Ayer, Coatzacoalcos vivió una jornada electoral que, más que una fiesta democrática, pareció un funeral cívico.
Las urnas aguardaron pacientes a los votantes, pero en muchas casillas, la espera fue en vano. Ni "ratón loco", ni "carrusel", ni grupos de choque. Nada. Sólo un letargo que contagió a las calles y al corazón de la ciudad.
La fotografía de este domingo electoral retrata una paradoja insólita: la democracia como escenario, pero sin actores.
Las casillas, esas cajas de resonancia de la voluntad popular, se instalaron con retardo, y a las 11 de la mañana, un 22% de ellas en Coatzacoalcos todavía estaban cerradas.
Los insaculados, aquellos ciudadanos seleccionados para integrar las mesas directivas, desertaron de su responsabilidad cívica.
El Instituto Nacional Electoral se quedó solo, como un director de orquesta ante una sala vacía.
================================
CONSIGNA 1. Repite el pasaje de la crónica sobre la jornada electoral en Coatzacoalcos que comienza con "Las casillas, esas" y sigue hasta "su responsabilidad cívica.".
CONSIGNA 2. Según la crónica sobre la jornada electoral en Coatzacoalcos, ¿qué porcentaje de las casillas de la ciudad seguía cerrado a las 11 de la mañana?
CONSIGNA 3. Retoma la crónica sobre la jornada electoral en Coatzacoalcos y prosíguela a partir de su última oración.

Datos recopilados.
================================
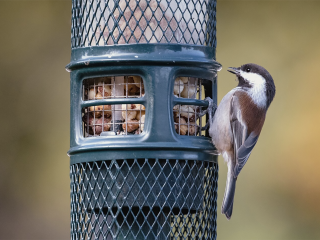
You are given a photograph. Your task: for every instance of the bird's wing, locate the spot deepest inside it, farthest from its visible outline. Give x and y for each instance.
(243, 140)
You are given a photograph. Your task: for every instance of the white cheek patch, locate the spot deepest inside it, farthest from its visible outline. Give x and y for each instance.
(258, 90)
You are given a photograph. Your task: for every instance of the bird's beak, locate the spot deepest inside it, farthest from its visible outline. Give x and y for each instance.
(234, 70)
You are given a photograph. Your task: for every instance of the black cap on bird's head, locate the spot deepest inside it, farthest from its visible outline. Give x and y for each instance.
(251, 74)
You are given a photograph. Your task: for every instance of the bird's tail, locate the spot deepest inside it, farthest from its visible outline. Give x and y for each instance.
(227, 203)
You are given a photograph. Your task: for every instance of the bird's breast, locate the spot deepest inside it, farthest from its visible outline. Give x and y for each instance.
(220, 129)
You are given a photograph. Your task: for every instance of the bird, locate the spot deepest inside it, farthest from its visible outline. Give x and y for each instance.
(236, 123)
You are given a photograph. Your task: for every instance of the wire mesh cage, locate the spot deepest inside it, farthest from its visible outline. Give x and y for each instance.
(141, 164)
(100, 23)
(144, 199)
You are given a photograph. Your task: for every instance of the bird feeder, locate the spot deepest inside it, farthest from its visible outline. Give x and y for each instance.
(141, 165)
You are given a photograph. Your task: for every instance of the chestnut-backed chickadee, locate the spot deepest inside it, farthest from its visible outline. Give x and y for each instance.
(238, 120)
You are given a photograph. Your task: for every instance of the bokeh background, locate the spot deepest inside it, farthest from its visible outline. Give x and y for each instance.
(278, 192)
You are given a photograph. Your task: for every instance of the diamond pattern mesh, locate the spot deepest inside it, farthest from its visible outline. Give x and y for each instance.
(144, 199)
(101, 23)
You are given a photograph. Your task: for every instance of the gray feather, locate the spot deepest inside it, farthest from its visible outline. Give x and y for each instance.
(244, 152)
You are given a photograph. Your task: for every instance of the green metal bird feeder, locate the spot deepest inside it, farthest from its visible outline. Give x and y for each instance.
(141, 166)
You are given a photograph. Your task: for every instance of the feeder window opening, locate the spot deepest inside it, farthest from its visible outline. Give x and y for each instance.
(187, 118)
(113, 119)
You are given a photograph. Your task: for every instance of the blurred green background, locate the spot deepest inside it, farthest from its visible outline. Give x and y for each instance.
(278, 192)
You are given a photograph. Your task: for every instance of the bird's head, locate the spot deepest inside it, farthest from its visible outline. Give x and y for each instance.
(257, 78)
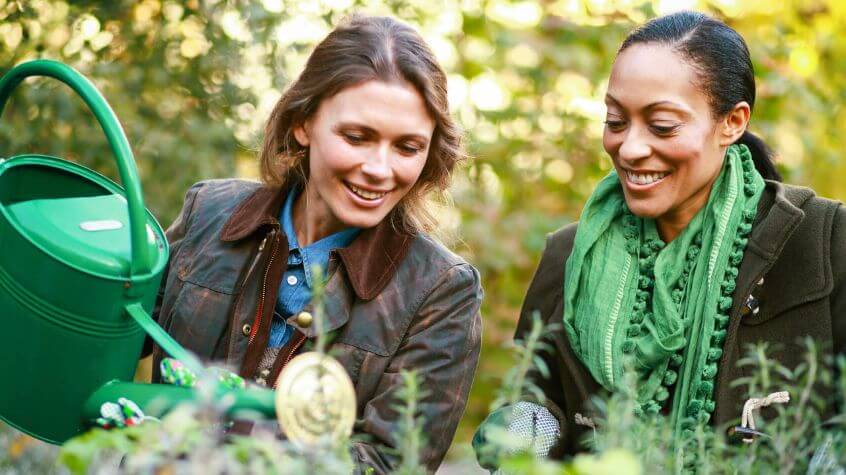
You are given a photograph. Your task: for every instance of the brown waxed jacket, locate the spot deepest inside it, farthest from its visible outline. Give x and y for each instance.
(797, 245)
(392, 302)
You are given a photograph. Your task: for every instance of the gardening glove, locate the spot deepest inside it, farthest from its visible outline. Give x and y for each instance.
(176, 373)
(524, 426)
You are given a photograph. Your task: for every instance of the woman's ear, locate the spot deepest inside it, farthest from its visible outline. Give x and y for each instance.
================================
ESPACIO DE RESPUESTA 1.
Las casillas, esas cajas de resonancia de la voluntad popular, se instalaron con retardo, y a las 11 de la mañana, un 22% de ellas en Coatzacoalcos todavía estaban cerradas.
Los insaculados, aquellos ciudadanos seleccionados para integrar las mesas directivas, desertaron de su responsabilidad cívica.

ESPACIO DE RESPUESTA 2. Un 22% de las casillas.

ESPACIO DE RESPUESTA 3.
El ausentismo no sólo fue físico, sino también emocional. Al cierre de esta columna, las cifras oficiales de participación no estaban disponibles, pero todo indicaba que sería una de las más bajas en la historia democrática de Veracruz.
Fue, en el mejor de los casos, un susurro ciudadano. Como un río seco donde antes fluía la participación.
¿Qué sucedió? La respuesta es tan compleja como inquietante. En un país donde la democracia se ha convertido en una tómbola de intereses, la ciudadanía se siente cada vez más distante de sus representantes.
Los jóvenes, los llamados a renovar la política, se quedaron en casa. Prefirieron la apatía a la ilusión. Fueron los adultos mayores quienes sostuvieron, a duras penas, el andamiaje de la elección.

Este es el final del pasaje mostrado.